- [EXCERPTED PASSAGE]
"Never will so many ask so much of so few."
In his choice of language on St Patrick's Day to pay tribute to healthcare workers, Taoiseach Leo Varadkar's echo of Winston Churchill’s wartime words added him to a growing number of national leaders using bellicose speech when talking about Covid-19.
The UN Secretary General Antonio Guterres, UK Prime Minister Boris Johnson and French President Emmanuel Macron all compared the struggle against Covid-19 to war.
Churchill’s famed speeches provide a wealth of morale boosting material for a crisis, but his pre-WWII utterances are relevant too: In the 1930s, he, and others, foretold the great threat the Nazis would present.
They were largely ignored and Europe, when war came, was woefully under-prepared.
Similarly, vital time was lost in reacting to the current pandemic in Europe and elsewhere, despite multiple warnings that the world needed to be ready for just such an outbreak.

In September 2019, the report 'A World at Risk’ was released by the Global Preparedness Monitoring Board (GPMB).
The board is a joint initiative of the World Bank and World Health Organization. Its report laid out the actions needed to prepare for a health emergency.
The case for preparing was laid out in stark and detailed terms: "There is a very real threat of a rapidly moving, highly lethal pandemic of a respiratory pathogen killing 50 to 80 million people and wiping out nearly 5% of the world’s economy.

- [TASKS AND EXERCISES]
A) Repeat word for word the part of the passage on pandemic preparedness that begins at the words "In his choice" and stops after "talking about Covid-19.".
B) Name every person mentioned by name in the passage on pandemic preparedness.
C) Take the passage on pandemic preparedness further, writing on from its final sentence.

- [ENTRIES SHOWN]
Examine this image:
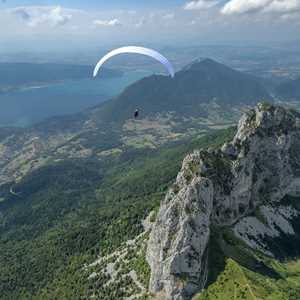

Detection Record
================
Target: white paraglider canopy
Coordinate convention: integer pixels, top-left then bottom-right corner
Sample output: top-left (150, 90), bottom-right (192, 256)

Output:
top-left (94, 46), bottom-right (175, 78)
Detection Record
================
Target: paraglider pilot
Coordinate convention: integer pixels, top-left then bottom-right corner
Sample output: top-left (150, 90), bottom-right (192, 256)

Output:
top-left (134, 109), bottom-right (139, 119)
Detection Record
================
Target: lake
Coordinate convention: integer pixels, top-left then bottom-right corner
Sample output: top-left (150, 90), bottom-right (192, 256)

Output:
top-left (0, 71), bottom-right (151, 127)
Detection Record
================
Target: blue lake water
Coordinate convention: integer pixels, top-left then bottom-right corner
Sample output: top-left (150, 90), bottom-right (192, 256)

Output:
top-left (0, 71), bottom-right (150, 127)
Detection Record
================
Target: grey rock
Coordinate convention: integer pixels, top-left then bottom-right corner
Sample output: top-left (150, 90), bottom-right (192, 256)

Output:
top-left (147, 104), bottom-right (300, 300)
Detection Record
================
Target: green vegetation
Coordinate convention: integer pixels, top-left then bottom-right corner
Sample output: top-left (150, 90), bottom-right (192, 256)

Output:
top-left (0, 129), bottom-right (234, 300)
top-left (195, 259), bottom-right (300, 300)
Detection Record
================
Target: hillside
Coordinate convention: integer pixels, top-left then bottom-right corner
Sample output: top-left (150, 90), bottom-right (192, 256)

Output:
top-left (276, 78), bottom-right (300, 101)
top-left (146, 104), bottom-right (300, 300)
top-left (0, 130), bottom-right (233, 300)
top-left (0, 60), bottom-right (269, 189)
top-left (99, 59), bottom-right (271, 121)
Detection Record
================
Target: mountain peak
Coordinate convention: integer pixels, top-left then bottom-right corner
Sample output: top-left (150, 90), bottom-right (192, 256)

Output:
top-left (182, 58), bottom-right (224, 71)
top-left (147, 104), bottom-right (300, 300)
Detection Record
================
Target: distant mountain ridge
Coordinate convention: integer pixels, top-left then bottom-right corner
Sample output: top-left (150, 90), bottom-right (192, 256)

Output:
top-left (95, 59), bottom-right (272, 121)
top-left (0, 59), bottom-right (270, 185)
top-left (0, 63), bottom-right (122, 91)
top-left (276, 78), bottom-right (300, 101)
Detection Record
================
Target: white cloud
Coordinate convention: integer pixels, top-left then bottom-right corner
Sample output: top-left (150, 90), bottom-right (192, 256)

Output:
top-left (184, 0), bottom-right (218, 10)
top-left (135, 17), bottom-right (147, 28)
top-left (10, 6), bottom-right (72, 27)
top-left (221, 0), bottom-right (300, 15)
top-left (163, 13), bottom-right (175, 20)
top-left (93, 19), bottom-right (122, 27)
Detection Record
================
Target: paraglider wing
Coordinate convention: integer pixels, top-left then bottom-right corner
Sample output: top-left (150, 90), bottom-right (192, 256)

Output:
top-left (94, 46), bottom-right (175, 77)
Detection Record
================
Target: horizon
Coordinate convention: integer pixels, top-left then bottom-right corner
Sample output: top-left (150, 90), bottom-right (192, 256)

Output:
top-left (0, 0), bottom-right (300, 57)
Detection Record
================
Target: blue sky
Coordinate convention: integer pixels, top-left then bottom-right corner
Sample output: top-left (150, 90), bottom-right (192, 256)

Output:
top-left (5, 0), bottom-right (185, 9)
top-left (0, 0), bottom-right (300, 52)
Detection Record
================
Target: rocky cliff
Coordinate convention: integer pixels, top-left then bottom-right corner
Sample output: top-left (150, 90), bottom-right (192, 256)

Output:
top-left (147, 104), bottom-right (300, 300)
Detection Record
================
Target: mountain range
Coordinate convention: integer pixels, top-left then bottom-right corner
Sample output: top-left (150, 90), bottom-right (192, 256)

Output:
top-left (0, 60), bottom-right (300, 300)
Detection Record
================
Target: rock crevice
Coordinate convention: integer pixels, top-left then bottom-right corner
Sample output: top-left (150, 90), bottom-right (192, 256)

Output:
top-left (147, 104), bottom-right (300, 300)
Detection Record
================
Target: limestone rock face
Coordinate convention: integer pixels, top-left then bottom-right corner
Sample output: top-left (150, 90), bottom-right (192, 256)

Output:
top-left (147, 104), bottom-right (300, 300)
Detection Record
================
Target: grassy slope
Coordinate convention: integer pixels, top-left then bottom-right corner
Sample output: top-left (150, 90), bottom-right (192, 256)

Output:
top-left (195, 259), bottom-right (300, 300)
top-left (0, 130), bottom-right (233, 299)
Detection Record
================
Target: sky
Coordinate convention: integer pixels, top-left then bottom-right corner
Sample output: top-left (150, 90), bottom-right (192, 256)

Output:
top-left (0, 0), bottom-right (300, 52)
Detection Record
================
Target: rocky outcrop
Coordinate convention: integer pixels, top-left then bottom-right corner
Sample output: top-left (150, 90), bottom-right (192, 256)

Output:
top-left (147, 104), bottom-right (300, 300)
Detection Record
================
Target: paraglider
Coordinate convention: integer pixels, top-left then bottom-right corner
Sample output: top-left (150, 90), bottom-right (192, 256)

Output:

- [ANSWERS TO EACH TASK]
A)
In his choice of language on St Patrick's Day to pay tribute to healthcare workers, Taoiseach Leo Varadkar's echo of Winston Churchill’s wartime words added him to a growing number of national leaders using bellicose speech when talking about Covid-19.

B) Leo Varadkar, Winston Churchill, Antonio Guterres, Boris Johnson, Emmanuel Macron

C)
"A global pandemic on that scale would be catastrophic, creating widespread havoc, instability and insecurity. The world is not prepared."
The GPMB was convened in reaction to the outbreaks of Ebola in 2014-16 and the 2009 H1N1 flu pandemic.
Its 48-page report is full of policy prescriptions and targets to be achieved by September 2020 in order to ramp up global preparedness.

Arguably, the 2019 GPMB report is too recent to have been acted on and its deadlines for action too late for this pandemic.
However, there have been other, earlier reports warning against complacency and inaction.
'From Panic and Neglect to Investing in Health Security’ was prepared by the International Working Group on Financing Preparedness (IWGFP).
Drawn from the World Bank, the IMF, a number of universities, governments, UN bodies, businesses and foundations, the IWGFP prepared its report during 2017, nearly two years before the GPMB’s efforts.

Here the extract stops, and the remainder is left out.